Return, verbatim, the lines of the items below from the line containing "locate each green" through the line containing "left=9, top=487, right=40, bottom=536".
— Begin DATA ROWS —
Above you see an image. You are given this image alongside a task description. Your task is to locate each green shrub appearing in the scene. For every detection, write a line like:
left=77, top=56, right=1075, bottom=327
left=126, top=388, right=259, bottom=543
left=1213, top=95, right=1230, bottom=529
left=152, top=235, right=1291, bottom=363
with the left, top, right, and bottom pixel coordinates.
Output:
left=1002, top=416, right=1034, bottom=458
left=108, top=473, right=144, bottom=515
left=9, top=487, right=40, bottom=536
— End DATA ROWS —
— Begin DATA ROWS —
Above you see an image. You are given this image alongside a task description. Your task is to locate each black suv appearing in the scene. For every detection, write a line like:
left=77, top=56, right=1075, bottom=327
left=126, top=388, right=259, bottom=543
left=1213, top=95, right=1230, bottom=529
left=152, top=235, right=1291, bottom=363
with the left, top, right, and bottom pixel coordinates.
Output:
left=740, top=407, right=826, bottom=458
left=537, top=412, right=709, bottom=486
— End DATA ROWS —
— Begin DATA ROWS —
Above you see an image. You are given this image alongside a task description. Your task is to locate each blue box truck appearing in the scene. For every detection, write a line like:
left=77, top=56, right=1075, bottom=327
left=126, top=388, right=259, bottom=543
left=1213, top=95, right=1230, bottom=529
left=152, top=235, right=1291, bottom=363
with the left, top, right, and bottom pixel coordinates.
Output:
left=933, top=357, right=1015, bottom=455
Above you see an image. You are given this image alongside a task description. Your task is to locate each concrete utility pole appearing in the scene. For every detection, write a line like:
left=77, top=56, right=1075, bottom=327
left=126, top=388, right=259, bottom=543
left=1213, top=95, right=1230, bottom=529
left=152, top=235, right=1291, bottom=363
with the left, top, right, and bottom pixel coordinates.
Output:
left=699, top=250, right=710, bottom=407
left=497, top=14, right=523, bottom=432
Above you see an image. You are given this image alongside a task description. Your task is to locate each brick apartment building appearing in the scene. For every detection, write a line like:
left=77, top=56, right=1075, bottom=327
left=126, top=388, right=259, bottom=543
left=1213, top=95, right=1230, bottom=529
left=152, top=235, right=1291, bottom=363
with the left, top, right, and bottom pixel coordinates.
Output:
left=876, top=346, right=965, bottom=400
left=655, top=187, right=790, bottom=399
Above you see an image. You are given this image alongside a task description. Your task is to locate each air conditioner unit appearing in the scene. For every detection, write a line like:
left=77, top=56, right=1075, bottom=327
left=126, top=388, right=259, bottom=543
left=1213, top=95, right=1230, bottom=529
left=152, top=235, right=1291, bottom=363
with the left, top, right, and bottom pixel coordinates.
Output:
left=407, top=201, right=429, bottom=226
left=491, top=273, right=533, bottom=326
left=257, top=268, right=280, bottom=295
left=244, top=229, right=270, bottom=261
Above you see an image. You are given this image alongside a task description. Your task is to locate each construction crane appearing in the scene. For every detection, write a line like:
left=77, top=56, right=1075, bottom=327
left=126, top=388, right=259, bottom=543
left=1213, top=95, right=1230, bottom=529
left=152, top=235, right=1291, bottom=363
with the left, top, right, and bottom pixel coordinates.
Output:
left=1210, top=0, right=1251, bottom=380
— End DATA ROWS —
# [TASK RESULT]
Above you see an image. You are given this image alongside a task description. Your task is to locate each green shrub appearing in the scene. For every detection, write a line like:
left=77, top=56, right=1075, bottom=327
left=126, top=388, right=259, bottom=543
left=1213, top=95, right=1230, bottom=529
left=152, top=235, right=1291, bottom=363
with the left, top, right, and bottom pixel coordinates.
Output:
left=1002, top=416, right=1034, bottom=458
left=108, top=473, right=144, bottom=515
left=9, top=487, right=40, bottom=536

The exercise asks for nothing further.